### Questões propostas
**a.** Extraia do texto sobre os impasses éticos da Inteligência Artificial o trecho que se inicia com as palavras "Outro desafio é" e se encerra com "não o contrário.".
**b.** Enumere os agentes a quem, conforme o texto sobre os impasses éticos da Inteligência Artificial, cabe definir diretrizes para o uso dessa tecnologia.

### Trecho do texto
--------

Os impasses éticos e morais do uso de Inteligência Artificial
Enviada em 01/08/2025
Os impasses éticos e morais do uso de Inteligência Artificial
O avanço da Inteligência Artificial (IA) tem transformado radicalmente diversos setores da sociedade, da medicina à educação. No entanto, esse progresso levanta dilemas éticos e morais que desafiam os limites da responsabilidade humana diante das decisões tomadas por máquinas.
Um dos principais impasses está na substituição da mão de obra humana. Embora a IA otimize processos e reduza custos, ela também contribui para o desemprego estrutural, afetando diretamente a dignidade de milhões de trabalhadores. Assim, surge o questionamento: até que ponto é ético priorizar a eficiência tecnológica em detrimento do bem-estar social?
Outro desafio é o uso da IA em decisões sensíveis, como sentenças judiciais ou diagnósticos médicos. Mesmo com base em dados, os algoritmos podem reproduzir preconceitos existentes, o que torna essencial a presença de supervisão humana. Caso contrário, corremos o risco de legitimar injustiças sob a aparência de neutralidade tecnológica.
Portanto, embora a Inteligência Artificial represente um avanço inegável, é necessário estabelecer limites éticos claros para seu uso. Cabe ao Estado, à ciência e à sociedade civil definirem diretrizes que assegurem que o desenvolvimento tecnológico esteja a serviço da humanidade, e não o contrário.

--------

### Dados fornecidos

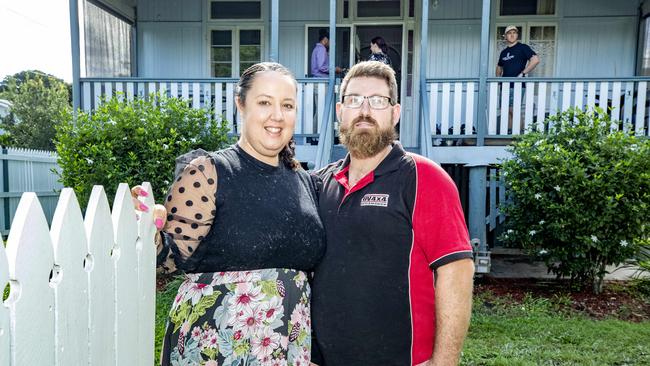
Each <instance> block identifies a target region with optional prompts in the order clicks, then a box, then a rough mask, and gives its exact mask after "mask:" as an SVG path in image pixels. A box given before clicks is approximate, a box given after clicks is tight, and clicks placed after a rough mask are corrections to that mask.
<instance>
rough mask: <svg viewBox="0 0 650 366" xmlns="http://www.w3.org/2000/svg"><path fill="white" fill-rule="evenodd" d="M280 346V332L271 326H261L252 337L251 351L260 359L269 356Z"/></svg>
mask: <svg viewBox="0 0 650 366" xmlns="http://www.w3.org/2000/svg"><path fill="white" fill-rule="evenodd" d="M279 346H280V334H279V333H275V332H274V331H273V330H271V328H270V327H261V328H259V329H258V331H257V334H255V335H254V336H253V338H252V339H251V347H252V348H251V352H252V353H253V355H255V357H257V359H258V360H260V361H261V360H263V359H264V358H266V357H269V356H270V355H271V353H273V351H274V350H275V349H276V348H278V347H279Z"/></svg>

--------

### Resultados das tarefas
**a.**
Outro desafio é o uso da IA em decisões sensíveis, como sentenças judiciais ou diagnósticos médicos. Mesmo com base em dados, os algoritmos podem reproduzir preconceitos existentes, o que torna essencial a presença de supervisão humana. Caso contrário, corremos o risco de legitimar injustiças sob a aparência de neutralidade tecnológica.
Portanto, embora a Inteligência Artificial represente um avanço inegável, é necessário estabelecer limites éticos claros para seu uso. Cabe ao Estado, à ciência e à sociedade civil definirem diretrizes que assegurem que o desenvolvimento tecnológico esteja a serviço da humanidade, e não o contrário.

**b.** O Estado, a ciência e a sociedade civil.